• [Working data]:
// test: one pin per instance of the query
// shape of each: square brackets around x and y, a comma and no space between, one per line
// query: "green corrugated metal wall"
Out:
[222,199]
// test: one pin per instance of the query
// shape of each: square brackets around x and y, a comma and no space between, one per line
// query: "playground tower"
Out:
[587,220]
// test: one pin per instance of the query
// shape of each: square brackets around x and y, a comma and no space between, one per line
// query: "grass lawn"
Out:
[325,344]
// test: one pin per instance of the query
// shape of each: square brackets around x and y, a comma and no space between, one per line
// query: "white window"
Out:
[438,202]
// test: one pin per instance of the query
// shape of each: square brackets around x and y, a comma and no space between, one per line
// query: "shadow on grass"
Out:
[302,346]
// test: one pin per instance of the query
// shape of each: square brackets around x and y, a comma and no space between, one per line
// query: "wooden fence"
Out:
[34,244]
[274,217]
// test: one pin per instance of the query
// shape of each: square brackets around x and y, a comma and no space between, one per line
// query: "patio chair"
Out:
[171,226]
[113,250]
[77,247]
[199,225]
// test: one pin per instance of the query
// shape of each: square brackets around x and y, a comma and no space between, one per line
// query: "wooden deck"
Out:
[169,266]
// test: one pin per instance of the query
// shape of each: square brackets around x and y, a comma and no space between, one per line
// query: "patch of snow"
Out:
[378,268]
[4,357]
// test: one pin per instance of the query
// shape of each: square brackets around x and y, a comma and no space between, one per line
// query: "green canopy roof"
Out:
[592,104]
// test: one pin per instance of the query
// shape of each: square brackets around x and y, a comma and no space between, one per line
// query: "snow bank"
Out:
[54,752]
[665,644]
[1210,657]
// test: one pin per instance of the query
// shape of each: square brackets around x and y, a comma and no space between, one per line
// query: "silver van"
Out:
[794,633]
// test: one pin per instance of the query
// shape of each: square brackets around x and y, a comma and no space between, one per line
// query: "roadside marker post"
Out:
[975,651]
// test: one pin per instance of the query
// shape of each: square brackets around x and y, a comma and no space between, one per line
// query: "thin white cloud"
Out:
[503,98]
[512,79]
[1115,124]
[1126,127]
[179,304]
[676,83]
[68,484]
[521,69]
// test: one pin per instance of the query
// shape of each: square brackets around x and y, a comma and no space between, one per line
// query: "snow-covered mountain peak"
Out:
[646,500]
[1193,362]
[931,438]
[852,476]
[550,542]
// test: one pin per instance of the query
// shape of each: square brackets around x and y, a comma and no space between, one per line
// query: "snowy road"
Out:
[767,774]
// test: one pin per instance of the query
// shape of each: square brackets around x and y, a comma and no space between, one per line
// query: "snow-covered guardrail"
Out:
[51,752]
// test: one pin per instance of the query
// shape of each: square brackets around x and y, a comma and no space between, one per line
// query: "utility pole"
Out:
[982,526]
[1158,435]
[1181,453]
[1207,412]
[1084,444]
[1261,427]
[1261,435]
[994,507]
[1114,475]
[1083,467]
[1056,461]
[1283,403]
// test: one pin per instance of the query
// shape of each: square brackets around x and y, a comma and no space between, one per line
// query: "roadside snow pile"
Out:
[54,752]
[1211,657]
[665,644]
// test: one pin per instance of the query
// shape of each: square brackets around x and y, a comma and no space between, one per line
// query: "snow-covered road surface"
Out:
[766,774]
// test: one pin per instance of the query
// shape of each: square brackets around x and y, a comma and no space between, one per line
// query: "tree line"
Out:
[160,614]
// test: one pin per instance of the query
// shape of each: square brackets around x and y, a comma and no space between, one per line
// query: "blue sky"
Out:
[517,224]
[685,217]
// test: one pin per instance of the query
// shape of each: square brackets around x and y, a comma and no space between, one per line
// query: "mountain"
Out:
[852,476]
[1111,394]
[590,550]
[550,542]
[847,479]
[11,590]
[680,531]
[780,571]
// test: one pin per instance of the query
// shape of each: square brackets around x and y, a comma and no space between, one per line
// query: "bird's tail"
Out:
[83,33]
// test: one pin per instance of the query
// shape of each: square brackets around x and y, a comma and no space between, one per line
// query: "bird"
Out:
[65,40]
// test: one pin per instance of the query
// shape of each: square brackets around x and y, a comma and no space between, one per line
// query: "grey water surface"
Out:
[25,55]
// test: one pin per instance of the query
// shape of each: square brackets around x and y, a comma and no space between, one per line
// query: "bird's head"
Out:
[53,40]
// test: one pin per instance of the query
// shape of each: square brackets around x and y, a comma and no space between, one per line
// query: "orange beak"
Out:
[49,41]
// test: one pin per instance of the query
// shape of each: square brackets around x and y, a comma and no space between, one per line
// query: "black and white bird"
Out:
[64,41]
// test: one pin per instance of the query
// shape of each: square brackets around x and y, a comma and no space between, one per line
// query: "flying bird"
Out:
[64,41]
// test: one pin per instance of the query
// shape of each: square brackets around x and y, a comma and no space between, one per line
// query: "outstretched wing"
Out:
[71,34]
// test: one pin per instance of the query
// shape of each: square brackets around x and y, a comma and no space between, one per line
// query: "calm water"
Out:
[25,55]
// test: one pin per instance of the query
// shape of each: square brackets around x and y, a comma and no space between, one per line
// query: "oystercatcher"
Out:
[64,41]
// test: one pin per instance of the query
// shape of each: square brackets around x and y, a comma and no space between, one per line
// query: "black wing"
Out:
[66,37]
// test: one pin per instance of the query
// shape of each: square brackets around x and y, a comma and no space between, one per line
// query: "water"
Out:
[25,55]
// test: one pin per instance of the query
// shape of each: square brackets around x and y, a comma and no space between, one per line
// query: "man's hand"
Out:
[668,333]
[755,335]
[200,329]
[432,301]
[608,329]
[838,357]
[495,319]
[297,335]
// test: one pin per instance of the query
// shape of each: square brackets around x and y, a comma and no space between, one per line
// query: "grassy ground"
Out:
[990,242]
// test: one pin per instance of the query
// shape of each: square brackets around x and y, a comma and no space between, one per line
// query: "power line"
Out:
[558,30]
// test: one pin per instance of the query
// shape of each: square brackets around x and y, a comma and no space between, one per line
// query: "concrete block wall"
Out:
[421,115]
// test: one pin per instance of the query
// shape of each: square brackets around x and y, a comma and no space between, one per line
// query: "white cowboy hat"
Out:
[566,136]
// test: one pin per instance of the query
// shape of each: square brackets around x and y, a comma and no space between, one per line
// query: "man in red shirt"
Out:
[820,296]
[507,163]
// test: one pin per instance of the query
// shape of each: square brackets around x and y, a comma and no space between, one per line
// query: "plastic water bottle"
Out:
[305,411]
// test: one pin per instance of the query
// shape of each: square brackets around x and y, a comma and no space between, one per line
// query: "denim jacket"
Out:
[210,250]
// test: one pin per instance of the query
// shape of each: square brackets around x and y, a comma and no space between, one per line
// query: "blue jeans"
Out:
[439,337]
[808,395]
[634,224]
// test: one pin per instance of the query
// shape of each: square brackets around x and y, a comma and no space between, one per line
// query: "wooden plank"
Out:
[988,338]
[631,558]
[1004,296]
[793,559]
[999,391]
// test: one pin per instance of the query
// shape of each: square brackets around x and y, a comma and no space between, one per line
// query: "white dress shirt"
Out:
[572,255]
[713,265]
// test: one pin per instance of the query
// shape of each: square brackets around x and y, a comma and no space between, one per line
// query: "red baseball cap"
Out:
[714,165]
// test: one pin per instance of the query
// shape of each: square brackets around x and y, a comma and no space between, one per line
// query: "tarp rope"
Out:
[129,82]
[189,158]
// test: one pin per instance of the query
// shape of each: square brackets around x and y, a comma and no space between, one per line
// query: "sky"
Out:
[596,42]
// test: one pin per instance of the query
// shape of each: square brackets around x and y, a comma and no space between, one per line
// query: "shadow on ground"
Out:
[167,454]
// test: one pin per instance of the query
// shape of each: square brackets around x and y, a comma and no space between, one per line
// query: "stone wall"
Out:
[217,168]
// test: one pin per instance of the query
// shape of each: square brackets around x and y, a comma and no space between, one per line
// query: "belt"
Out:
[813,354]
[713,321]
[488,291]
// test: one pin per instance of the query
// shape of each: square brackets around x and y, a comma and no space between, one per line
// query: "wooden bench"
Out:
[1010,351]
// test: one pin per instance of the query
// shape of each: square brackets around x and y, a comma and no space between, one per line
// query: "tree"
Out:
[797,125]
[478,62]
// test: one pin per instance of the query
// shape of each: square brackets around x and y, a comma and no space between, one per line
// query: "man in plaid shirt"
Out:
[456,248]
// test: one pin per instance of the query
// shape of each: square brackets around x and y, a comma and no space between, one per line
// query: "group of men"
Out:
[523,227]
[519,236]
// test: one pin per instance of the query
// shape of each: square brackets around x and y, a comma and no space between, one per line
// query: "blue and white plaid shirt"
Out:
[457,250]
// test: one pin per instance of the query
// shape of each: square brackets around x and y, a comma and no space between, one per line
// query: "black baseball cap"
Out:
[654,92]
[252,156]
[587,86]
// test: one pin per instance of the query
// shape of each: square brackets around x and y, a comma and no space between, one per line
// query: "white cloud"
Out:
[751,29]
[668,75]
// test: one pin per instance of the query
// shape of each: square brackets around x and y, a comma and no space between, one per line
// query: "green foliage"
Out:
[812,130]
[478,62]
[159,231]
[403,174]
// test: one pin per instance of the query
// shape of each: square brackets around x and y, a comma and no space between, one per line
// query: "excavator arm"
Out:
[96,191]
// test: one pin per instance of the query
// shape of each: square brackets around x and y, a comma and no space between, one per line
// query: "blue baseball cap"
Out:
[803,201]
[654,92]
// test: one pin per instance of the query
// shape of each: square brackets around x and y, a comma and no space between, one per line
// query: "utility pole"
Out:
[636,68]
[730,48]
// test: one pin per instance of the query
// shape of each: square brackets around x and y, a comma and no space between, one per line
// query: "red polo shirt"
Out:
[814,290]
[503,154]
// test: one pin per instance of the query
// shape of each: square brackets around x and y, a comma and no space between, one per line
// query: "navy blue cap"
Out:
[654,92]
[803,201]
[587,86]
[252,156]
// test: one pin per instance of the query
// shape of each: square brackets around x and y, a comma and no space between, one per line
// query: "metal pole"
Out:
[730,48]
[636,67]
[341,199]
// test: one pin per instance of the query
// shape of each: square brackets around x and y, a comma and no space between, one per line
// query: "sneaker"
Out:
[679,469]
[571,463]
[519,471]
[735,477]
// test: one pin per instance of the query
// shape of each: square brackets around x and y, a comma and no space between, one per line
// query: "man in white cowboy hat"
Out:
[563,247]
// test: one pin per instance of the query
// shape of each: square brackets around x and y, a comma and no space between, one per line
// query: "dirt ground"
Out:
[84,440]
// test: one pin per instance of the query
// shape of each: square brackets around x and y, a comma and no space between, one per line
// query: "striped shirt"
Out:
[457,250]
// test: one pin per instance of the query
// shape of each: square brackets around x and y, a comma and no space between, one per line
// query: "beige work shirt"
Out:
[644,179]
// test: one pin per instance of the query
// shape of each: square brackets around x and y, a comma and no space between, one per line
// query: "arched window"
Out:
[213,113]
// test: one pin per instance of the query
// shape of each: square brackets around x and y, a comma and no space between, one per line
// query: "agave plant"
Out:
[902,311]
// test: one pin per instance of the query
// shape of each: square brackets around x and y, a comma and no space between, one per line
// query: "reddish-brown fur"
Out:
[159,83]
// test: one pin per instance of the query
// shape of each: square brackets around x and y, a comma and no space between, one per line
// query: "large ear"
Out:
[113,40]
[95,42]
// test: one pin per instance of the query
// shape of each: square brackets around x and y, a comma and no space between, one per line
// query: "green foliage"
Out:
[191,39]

• [Task brief]:
Please extract every line of the listing above that contains the string "bird", matching case exactly.

• [Written solution]:
// query: "bird's tail"
// query: "bird"
// query: "bird's head"
// query: "black and white bird"
// query: "flying bird"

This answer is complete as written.